- _EXERCISE OBJECTIVE_
Copy all of the records below line for line, without changing a single character.

- _TASK MATERIAL_
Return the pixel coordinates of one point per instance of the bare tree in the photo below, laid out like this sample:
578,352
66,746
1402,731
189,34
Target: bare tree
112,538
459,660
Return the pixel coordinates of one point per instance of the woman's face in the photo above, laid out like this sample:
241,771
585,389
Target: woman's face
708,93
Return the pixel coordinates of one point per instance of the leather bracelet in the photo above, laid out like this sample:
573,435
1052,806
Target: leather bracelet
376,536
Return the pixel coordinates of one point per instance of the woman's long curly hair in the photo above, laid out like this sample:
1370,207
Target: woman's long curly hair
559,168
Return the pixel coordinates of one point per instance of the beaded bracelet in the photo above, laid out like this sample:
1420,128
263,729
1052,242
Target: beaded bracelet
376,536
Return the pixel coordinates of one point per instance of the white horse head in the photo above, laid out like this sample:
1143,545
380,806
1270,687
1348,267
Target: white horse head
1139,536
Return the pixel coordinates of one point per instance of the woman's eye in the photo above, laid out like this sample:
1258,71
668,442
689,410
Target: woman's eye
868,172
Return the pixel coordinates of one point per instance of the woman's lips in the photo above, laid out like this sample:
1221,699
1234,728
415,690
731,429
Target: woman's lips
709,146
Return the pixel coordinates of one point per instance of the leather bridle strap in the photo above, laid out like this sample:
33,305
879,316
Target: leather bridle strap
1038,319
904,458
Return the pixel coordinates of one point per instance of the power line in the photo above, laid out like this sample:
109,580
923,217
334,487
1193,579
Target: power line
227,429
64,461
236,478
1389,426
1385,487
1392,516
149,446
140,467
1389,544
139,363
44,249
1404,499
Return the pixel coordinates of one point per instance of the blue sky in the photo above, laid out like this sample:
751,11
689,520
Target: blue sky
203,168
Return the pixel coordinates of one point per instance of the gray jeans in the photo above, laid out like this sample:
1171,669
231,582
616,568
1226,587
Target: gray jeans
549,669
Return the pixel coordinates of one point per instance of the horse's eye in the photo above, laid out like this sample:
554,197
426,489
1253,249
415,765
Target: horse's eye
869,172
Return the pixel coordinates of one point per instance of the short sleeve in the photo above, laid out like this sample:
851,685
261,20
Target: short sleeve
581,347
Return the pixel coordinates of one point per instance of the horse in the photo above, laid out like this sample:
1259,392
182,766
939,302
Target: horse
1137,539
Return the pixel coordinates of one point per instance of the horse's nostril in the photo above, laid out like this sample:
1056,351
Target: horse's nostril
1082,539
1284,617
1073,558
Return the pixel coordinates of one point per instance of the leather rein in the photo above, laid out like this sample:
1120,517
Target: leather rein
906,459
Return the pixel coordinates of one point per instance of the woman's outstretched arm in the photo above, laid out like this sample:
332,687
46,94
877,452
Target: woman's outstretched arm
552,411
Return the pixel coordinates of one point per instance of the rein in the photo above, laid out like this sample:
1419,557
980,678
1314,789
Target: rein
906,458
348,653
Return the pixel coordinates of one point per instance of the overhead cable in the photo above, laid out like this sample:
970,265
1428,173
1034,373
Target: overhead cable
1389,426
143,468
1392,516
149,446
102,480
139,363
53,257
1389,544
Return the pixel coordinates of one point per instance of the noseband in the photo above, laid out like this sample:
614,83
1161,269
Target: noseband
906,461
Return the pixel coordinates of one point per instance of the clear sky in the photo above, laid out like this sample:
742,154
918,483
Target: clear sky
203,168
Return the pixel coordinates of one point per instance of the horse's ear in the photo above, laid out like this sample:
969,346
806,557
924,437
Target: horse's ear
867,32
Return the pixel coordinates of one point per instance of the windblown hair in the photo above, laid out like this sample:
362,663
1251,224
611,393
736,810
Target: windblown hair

- _ANSWER BELOW_
Return the pixel coordinates of one point per instance of the bare tree in the photo below, laid out like this sample:
578,352
66,746
1402,731
189,34
Target: bare tree
112,538
459,660
Return the pixel coordinates of one point per instance of the woman's face in the photo above, laid out like this sample:
241,771
585,389
Target: woman's face
708,93
Return the pixel coordinates of one point per instance of the leather bracelet in the photo above, laid out like this sample:
573,435
1052,806
Target: leather bracelet
376,536
Return the pixel coordinates of one point per instance of the woman's long curly hair in the photo above, laid out like this sample:
1370,207
Target: woman's long curly hair
559,168
Return the pixel coordinates of one point per instance of the beaded bracelet in the photo above, laid out like this sample:
1420,128
263,729
1052,242
Target: beaded bracelet
376,536
Return the pixel coordinates of one point per instance of the white horse head in the photo above, laid out like this sample:
1143,545
380,806
1270,687
1348,267
Target: white horse head
1139,536
Return the pixel coordinates of one point per instance of the woman's eye in the photo above, laid out like this sample:
1258,71
668,442
689,410
Target: woman's eye
868,172
Return the pixel coordinates of one point per instance of the woman's lips in the photo above, laid out like this sample:
1221,699
1234,728
415,690
731,429
Target: woman's lips
709,146
Return the pixel coordinates of one point per instance of the leather bridle strap in the photo above, laid out like this sample:
33,305
879,316
Target: leather bridle strap
1038,319
904,458
Return the pixel coordinates of one point per instance of the power line in the photo above, laid out like this sample:
109,580
923,217
334,487
1193,579
Target: power line
227,429
64,461
236,478
1389,426
1385,487
1392,516
149,446
140,467
1389,544
139,363
44,249
1404,499
Return the pixel coordinates of one point per instance of the blue sky in the photo above, laid out like this sample:
751,11
689,520
Target: blue sky
203,168
Return the pixel coordinates of one point per instance of the gray jeans in the photo above, laid out like this sample:
1171,669
231,582
616,568
1226,587
Target: gray jeans
549,669
Return the pixel coordinates of one point per instance of the horse's eye in the photo above, laid out like this sample:
554,197
426,489
1253,249
415,765
Target: horse's eye
869,172
Return the pixel coordinates of one point per instance of the short sleeve in the photo above, laid out like this sample:
851,685
261,20
Target: short sleeve
581,347
Return the pixel coordinates of one point per instance of the horse in the photo above, laid out like this sample:
1259,392
182,766
939,302
Target: horse
1137,539
Return the pixel coordinates of one point per instance of the horse's nostril in the photo above, laid out like this sample:
1056,351
Target: horse's nostril
1082,539
1284,617
1073,558
Return the pixel coordinates of one point per instance of the leather rein in the photo above, laid out like this sample:
1120,517
Target: leather rein
906,459
Return the pixel coordinates of one point per instance of the woman's outstretched arm in the photo above, laid out like this sample:
332,687
46,94
877,452
Target: woman's outstretched arm
552,411
Return the pixel coordinates of one point per instance of the rein in the photo above, laid out like this sample:
1419,557
980,678
1314,789
Target: rein
906,458
348,653
Return the pixel coordinates of one point per instance of the overhead cable in the photo above, laid out like this sample:
970,265
1428,173
1034,373
Target: overhead cable
1389,426
143,468
1392,516
149,446
102,480
139,363
53,257
1389,544
Return the pixel coordinates of one point per instance of the noseband in the photo above, laid out like this sample:
614,83
1161,269
Target: noseband
906,461
Return the pixel coordinates of one point per instance of the clear sky in the photo above, laid out like this sample:
742,154
918,483
Target: clear sky
203,168
Return the pixel coordinates of one point per instance of the horse's ear in the photo above, laid out like this sample:
969,346
806,557
924,437
Target: horse's ear
867,32
Return the pixel coordinates of one point per instance of the windblown hair in the photo above, laid out like this sample:
362,663
1251,224
611,393
736,810
Target: windblown hair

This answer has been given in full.